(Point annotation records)
____
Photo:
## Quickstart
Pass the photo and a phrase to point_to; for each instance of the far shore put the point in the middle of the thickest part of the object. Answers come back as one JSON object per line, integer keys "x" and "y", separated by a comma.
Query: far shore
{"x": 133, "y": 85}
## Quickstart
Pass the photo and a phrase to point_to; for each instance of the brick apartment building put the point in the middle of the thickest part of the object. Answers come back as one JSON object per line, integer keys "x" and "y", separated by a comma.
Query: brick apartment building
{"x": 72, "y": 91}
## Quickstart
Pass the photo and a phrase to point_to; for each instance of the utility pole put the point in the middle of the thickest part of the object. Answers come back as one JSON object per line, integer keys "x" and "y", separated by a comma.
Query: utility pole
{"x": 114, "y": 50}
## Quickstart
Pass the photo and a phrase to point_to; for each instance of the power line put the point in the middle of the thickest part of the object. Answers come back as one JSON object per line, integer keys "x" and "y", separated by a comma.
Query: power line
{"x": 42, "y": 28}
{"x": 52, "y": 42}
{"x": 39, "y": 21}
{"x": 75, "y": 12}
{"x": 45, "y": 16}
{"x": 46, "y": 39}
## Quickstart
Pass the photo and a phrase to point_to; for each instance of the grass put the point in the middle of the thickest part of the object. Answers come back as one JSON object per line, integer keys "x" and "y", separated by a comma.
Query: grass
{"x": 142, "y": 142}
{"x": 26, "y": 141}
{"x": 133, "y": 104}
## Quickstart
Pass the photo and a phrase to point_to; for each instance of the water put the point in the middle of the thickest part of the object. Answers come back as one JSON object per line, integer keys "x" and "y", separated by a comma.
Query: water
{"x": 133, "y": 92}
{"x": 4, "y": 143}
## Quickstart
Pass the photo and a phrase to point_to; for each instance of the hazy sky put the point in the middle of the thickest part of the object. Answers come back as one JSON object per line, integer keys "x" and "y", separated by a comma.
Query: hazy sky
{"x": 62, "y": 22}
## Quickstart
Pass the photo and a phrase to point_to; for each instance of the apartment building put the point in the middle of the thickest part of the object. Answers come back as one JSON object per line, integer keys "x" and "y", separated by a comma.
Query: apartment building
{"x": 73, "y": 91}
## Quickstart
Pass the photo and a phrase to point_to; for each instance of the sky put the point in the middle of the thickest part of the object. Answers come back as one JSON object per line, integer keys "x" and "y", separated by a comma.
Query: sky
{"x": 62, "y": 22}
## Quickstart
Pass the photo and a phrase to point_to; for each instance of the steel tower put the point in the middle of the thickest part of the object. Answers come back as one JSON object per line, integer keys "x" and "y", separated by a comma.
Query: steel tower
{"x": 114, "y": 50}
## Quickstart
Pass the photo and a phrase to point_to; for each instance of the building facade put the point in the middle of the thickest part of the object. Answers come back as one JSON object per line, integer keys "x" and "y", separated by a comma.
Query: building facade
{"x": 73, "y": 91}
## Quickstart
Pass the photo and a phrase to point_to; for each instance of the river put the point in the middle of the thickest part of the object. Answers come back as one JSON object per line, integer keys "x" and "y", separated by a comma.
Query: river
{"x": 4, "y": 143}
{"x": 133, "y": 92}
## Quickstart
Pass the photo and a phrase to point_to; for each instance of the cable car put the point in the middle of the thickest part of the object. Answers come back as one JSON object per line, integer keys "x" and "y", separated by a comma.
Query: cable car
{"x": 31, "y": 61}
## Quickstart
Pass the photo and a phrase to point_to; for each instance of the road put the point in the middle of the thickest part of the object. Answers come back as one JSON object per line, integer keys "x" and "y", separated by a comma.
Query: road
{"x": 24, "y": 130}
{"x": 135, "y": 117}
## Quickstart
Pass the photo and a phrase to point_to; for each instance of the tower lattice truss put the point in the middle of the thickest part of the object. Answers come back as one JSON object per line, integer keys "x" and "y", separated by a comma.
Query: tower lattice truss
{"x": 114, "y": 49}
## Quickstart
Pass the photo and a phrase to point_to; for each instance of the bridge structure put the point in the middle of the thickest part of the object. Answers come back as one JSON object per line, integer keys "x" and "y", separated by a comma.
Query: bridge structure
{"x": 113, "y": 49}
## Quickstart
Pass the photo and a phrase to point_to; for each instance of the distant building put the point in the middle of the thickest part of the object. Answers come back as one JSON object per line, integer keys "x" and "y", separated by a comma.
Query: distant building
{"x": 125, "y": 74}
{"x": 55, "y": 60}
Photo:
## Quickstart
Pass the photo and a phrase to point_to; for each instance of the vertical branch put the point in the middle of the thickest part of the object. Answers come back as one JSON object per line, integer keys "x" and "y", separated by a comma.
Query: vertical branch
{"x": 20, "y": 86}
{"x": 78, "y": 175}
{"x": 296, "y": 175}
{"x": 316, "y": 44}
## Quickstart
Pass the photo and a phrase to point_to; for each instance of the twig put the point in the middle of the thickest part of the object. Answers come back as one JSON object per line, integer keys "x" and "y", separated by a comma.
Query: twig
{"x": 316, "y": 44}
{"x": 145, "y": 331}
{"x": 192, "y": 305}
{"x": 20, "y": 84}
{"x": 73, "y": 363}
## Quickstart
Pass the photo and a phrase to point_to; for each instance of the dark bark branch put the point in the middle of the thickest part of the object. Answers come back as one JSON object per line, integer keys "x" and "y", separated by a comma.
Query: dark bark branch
____
Restate each entry exactly, skipping none.

--- Exercise response ---
Photo:
## Quickstart
Pass the photo and a phrase to point_to; for each instance of the far shore put the point in the middle of the thickest part of the object. Answers come back as one JSON object per line, integer keys "x" and "y", separated by a comma.
Query: far shore
{"x": 133, "y": 85}
## Quickstart
Pass the photo and a phrase to point_to; for each instance of the brick apartment building put the point in the middle of the thickest part of the object. Answers come back as one JSON object per line, integer keys "x" and "y", separated by a comma.
Query: brick apartment building
{"x": 72, "y": 91}
## Quickstart
Pass the photo and a phrase to point_to; for each instance of the utility pole put the point in the middle of the thickest part of the object. Answers come back as one JSON object per line, integer keys "x" and "y", separated by a comma.
Query: utility pole
{"x": 114, "y": 50}
## Quickstart
Pass the photo and a phrase to point_to; for each instance of the power line put the point in the middle of the thickest part of the object. Answers come back as one JSON object per line, integer keys "x" and "y", separated by a comma.
Query: power line
{"x": 42, "y": 28}
{"x": 52, "y": 42}
{"x": 39, "y": 21}
{"x": 75, "y": 12}
{"x": 45, "y": 16}
{"x": 46, "y": 39}
## Quickstart
Pass the photo and a phrase to point_to; for each instance of the grass put the point in the middle of the thickest part of the object. Answers come back as one JSON object per line, integer keys "x" and "y", separated by a comma.
Query: grass
{"x": 142, "y": 142}
{"x": 26, "y": 141}
{"x": 133, "y": 104}
## Quickstart
Pass the photo and a phrase to point_to; for each instance of the water put the point in the middle of the thickest part of the object. Answers come back as one JSON object per line, integer keys "x" and "y", separated by a comma.
Query: water
{"x": 133, "y": 92}
{"x": 4, "y": 143}
## Quickstart
Pass the photo and a phrase to point_to; for each instance of the hazy sky put the point in the middle of the thickest part of the object. Answers come back as one JSON object per line, integer keys "x" and "y", separated by a comma.
Query: hazy sky
{"x": 62, "y": 22}
## Quickstart
Pass the photo and a phrase to point_to; for each instance of the apartment building put the point in the middle of the thickest part of the object. Answers come back as one JSON object per line, integer keys "x" and "y", separated by a comma.
Query: apartment building
{"x": 73, "y": 91}
## Quickstart
Pass the photo and a phrase to point_to; for each instance of the sky put the point in the middle of the thickest part of the object. Answers come back as one JSON object per line, integer keys "x" and "y", separated by a comma.
Query: sky
{"x": 62, "y": 22}
## Quickstart
Pass the photo and a phrase to point_to; for each instance of the steel tower put the point in the middle of the thickest part of the object. Answers come back as one JSON object per line, integer keys "x" and "y", separated by a comma.
Query: steel tower
{"x": 114, "y": 50}
## Quickstart
Pass the photo and a phrase to point_to; for each instance of the building facade put the point in the middle of the thickest part of the object. Answers come back as one JSON object per line, integer keys "x" and "y", separated by a comma.
Query: building facade
{"x": 73, "y": 91}
## Quickstart
Pass the photo and a phrase to point_to; for each instance of the river put the point in the middle of the thickest part of the object. Answers come back as one JSON object per line, integer keys "x" and "y", separated by a comma.
Query: river
{"x": 4, "y": 143}
{"x": 133, "y": 92}
## Quickstart
Pass the photo and a phrase to point_to; for each instance of the cable car put the point in the middle of the thickest part of the object. Answers come back as one JSON object per line, integer keys "x" and "y", separated by a comma.
Query: cable car
{"x": 31, "y": 61}
## Quickstart
Pass the photo and a phrase to point_to; for each instance of the road put the point in the middle of the thickest part of the object. Answers come back as one JSON object per line, integer keys "x" and "y", separated by a comma.
Query: road
{"x": 24, "y": 130}
{"x": 135, "y": 117}
## Quickstart
Pass the photo and a phrase to point_to; for each instance of the tower lattice truss put the point in the middle of the thickest part of the object. Answers come back as one JSON object per line, integer keys "x" and "y", separated by a comma.
Query: tower lattice truss
{"x": 114, "y": 49}
## Quickstart
Pass the photo and a phrase to point_to; for each instance of the bridge structure put the point in the middle of the thickest part of the object. Answers come back as one JSON object per line, integer keys "x" and "y", separated by a comma.
Query: bridge structure
{"x": 113, "y": 49}
## Quickstart
Pass the photo and a phrase to point_to; for each instance of the distant building put the point in the middle of the thickest part of the object. Answers come back as one JSON object per line, integer keys "x" and "y", separated by a comma.
Query: distant building
{"x": 125, "y": 74}
{"x": 55, "y": 60}
Photo:
## Quickstart
Pass the photo and a phrase to point_to; for each instance of the vertical branch put the point in the middle of the thickest part of the object. Answers come back as one JSON object per line, integer keys "x" and "y", separated by a comma.
Query: vertical branch
{"x": 20, "y": 86}
{"x": 78, "y": 175}
{"x": 296, "y": 175}
{"x": 316, "y": 44}
## Quickstart
Pass the photo and a phrase to point_to; for each instance of the twig put the point in the middle of the thickest part of the object. Answers come back as one JSON object per line, integer keys "x" and "y", separated by a comma.
Query: twig
{"x": 316, "y": 44}
{"x": 145, "y": 331}
{"x": 192, "y": 305}
{"x": 20, "y": 84}
{"x": 73, "y": 363}
## Quickstart
Pass the photo and a phrase to point_to; for each instance of the dark bark branch put the point in the middle of the thickest part of the object. Answers come back as one JSON object per line, integer keys "x" and "y", separated by a comma.
Query: dark bark branch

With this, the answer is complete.